* **Instruction**: Restate the listing below word for word, omitting any images.

::::::::::

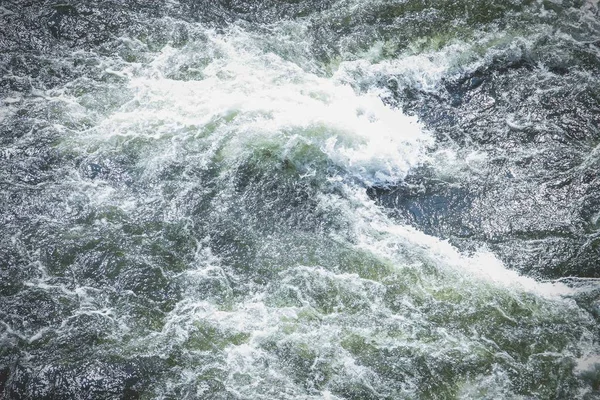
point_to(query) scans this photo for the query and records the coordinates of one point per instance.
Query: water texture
(337, 199)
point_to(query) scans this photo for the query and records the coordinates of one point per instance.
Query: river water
(299, 199)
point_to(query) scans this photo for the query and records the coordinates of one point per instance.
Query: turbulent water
(300, 199)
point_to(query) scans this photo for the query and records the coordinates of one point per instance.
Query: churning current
(300, 199)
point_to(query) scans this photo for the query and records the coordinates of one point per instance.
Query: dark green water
(352, 199)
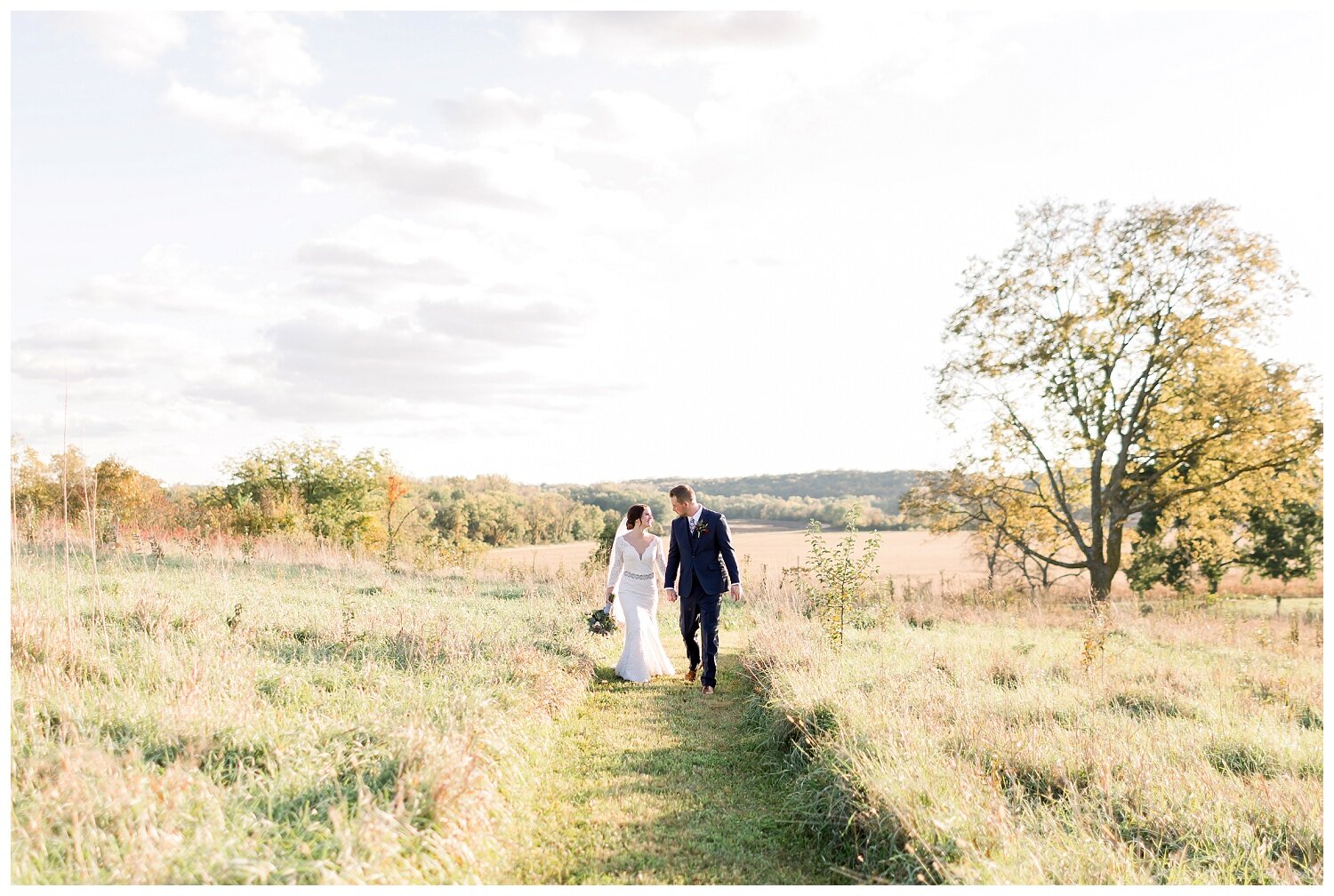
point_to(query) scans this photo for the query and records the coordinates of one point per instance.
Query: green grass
(661, 784)
(343, 725)
(207, 720)
(976, 749)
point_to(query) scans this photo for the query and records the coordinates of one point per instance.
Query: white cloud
(323, 365)
(350, 146)
(662, 37)
(133, 40)
(261, 52)
(165, 279)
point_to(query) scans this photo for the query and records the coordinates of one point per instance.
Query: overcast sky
(589, 247)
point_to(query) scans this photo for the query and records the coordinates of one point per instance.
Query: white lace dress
(634, 579)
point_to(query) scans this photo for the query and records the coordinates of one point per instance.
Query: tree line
(296, 488)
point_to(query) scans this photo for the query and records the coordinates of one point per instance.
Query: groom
(701, 544)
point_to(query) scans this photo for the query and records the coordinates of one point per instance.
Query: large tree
(1105, 367)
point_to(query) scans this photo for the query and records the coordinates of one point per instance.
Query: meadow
(947, 740)
(207, 714)
(194, 715)
(912, 556)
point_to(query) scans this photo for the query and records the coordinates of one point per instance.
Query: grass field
(954, 743)
(309, 717)
(207, 720)
(906, 555)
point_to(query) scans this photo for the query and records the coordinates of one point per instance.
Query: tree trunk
(1101, 576)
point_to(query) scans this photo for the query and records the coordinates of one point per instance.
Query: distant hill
(886, 485)
(824, 495)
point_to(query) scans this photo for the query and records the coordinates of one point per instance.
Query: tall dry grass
(283, 716)
(960, 739)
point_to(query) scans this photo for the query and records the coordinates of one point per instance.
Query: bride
(635, 554)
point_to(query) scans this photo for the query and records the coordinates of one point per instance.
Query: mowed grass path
(659, 784)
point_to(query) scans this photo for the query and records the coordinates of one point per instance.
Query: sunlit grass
(962, 744)
(279, 720)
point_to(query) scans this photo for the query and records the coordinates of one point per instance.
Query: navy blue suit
(701, 560)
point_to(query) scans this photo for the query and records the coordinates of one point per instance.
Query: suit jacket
(701, 557)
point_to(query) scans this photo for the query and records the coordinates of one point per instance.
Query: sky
(574, 248)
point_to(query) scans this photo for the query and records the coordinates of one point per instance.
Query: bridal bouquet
(600, 620)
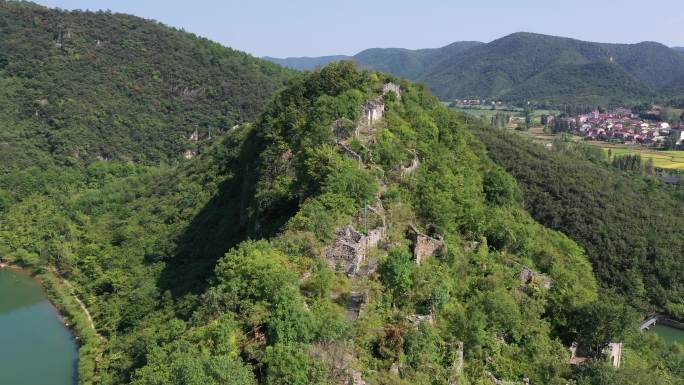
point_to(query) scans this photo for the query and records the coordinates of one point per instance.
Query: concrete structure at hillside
(372, 111)
(614, 353)
(387, 87)
(351, 247)
(531, 277)
(424, 245)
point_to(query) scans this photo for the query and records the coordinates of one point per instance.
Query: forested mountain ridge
(306, 63)
(635, 248)
(263, 205)
(527, 66)
(82, 86)
(407, 63)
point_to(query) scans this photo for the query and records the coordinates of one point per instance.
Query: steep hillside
(80, 85)
(409, 64)
(581, 83)
(306, 63)
(507, 64)
(384, 252)
(635, 248)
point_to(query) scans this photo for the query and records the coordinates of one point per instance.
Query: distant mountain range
(527, 66)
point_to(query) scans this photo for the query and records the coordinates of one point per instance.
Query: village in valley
(621, 125)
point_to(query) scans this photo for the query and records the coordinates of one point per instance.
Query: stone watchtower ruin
(372, 111)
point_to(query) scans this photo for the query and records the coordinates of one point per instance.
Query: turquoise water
(35, 347)
(669, 334)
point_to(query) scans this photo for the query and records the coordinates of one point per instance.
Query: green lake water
(669, 334)
(35, 347)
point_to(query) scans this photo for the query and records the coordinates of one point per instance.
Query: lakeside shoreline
(72, 313)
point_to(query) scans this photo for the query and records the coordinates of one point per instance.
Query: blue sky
(313, 28)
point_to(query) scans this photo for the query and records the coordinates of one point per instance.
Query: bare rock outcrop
(417, 319)
(387, 87)
(372, 111)
(424, 246)
(532, 278)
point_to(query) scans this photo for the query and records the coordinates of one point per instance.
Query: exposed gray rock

::::::::::

* **Full solution**:
point_to(query) scans this photo for the query and records the coordinates of one point per instance.
Query: water texture
(337, 199)
point_to(query) scans this photo for the query and records the coordinates of one point per instance.
Query: river water
(299, 199)
point_to(query) scans this photo for the query and records the coordinates of one point per instance.
Query: turbulent water
(300, 199)
point_to(query) scans this photo for the query and records the coordinates of one point per instance.
Query: churning current
(300, 199)
point_to(query) scans this photo for the query and records the coordinates of one point per instance.
Query: dark green water
(352, 199)
point_to(query) scans this photo for the query and records the coordinates of one point per instance.
Query: green grass
(661, 784)
(343, 725)
(207, 720)
(976, 749)
point_to(query) scans this photo for the query and records the coordinates of one point per instance.
Query: white cloud
(323, 365)
(350, 146)
(662, 37)
(133, 40)
(261, 52)
(165, 279)
point_to(query) scans this photo for the query and records the coordinates of one point per instance.
Query: overcast sky
(589, 247)
point_to(query) scans this photo for the query and records the coordinates of one point per instance.
Query: white lace dress
(634, 579)
point_to(query) scans this photo for the query and records the coordinates of one point per instance.
Query: tree line
(296, 488)
point_to(query) scans this photo for the query and records the coordinates of one point per instance.
Query: groom
(701, 544)
point_to(query) scans this photo for the query and records the coordinates of one point per instance.
Query: large tree
(1105, 367)
point_to(query) scans this photo for the query and records the coordinates of one point per instance.
Query: meadow
(947, 740)
(207, 714)
(194, 715)
(912, 556)
point_to(query) scans this photo for the query and records the coordinates of one point per instance.
Query: grass field
(954, 743)
(309, 717)
(207, 720)
(906, 555)
point_to(query) scans this photo for the query and records the coordinates of one point per instance.
Query: tree trunk
(1101, 576)
point_to(query) scans this photo for the query and records the coordinates of one point per instance.
Query: distant hill
(886, 485)
(824, 495)
point_to(query) scans this photo for the query and records the coordinates of one point per instance.
Query: tall dry grass
(283, 716)
(960, 739)
point_to(query) scans this photo for the query and records the coordinates of one point per instance.
Query: bride
(635, 554)
point_to(query) scans this photo for the query and records the coordinates of one point per instance.
Query: mowed grass path
(659, 784)
point_to(query) scans this photo for the query and records the coordinates of one point per instance.
Query: sunlit grass
(962, 744)
(279, 720)
point_to(query) scans this photo for the query and records the coordinates of one point per instance.
Query: navy blue suit
(701, 560)
point_to(query) scans this photo for the query and records the coordinates of one point per instance.
Query: suit jacket
(701, 557)
point_to(query) scans this photo for the query and records the coordinates of one point per instance.
Query: sky
(574, 248)
point_to(query) scans this photo for the query and records the coordinates of one point per instance.
Query: bridal bouquet
(600, 620)
point_to(query) scans this photo for the query and records the coordinates of one point per instance.
Query: concrete structure at hillside
(372, 111)
(614, 353)
(387, 87)
(351, 247)
(531, 277)
(424, 245)
point_to(query) scans this photo for the query and records the coordinates of one point per instance.
Query: forested mountain ridge
(306, 63)
(635, 248)
(263, 205)
(527, 66)
(82, 86)
(407, 63)
point_to(query) scans this photo for the query and records the coordinates of one point per instance.
Query: steep hillside
(80, 85)
(409, 64)
(581, 83)
(306, 63)
(507, 64)
(384, 252)
(635, 248)
point_to(query) scans this photo for the query and records the coordinates of one point per instance.
Query: distant mountain range
(527, 66)
point_to(query) scans this photo for the query and records the coordinates of one point per instance.
Query: village in valley
(621, 125)
point_to(query) scans this photo for the query and records the coordinates of one point per instance.
Query: stone watchtower ruin
(372, 111)
point_to(query) scans this photo for the query and records the coordinates of one point per instance.
Query: turquoise water
(35, 347)
(669, 334)
point_to(query) scans this photo for the query and records the coordinates of one point per instance.
Query: green lake water
(669, 334)
(35, 347)
point_to(query) scans this photo for the query and records the coordinates of one point per instance.
Query: lakeside shoreline
(72, 313)
point_to(query) scans this photo for the query and records the coordinates of one point per instance.
Query: blue sky
(313, 28)
point_to(query) scans this photo for the query and records the coordinates of one point per instance.
Query: bare rock outcrop
(417, 319)
(387, 87)
(372, 111)
(424, 246)
(532, 278)
point_to(query) scans this photo for the query and records the coordinates of one point per instance.
Query: exposed gray rock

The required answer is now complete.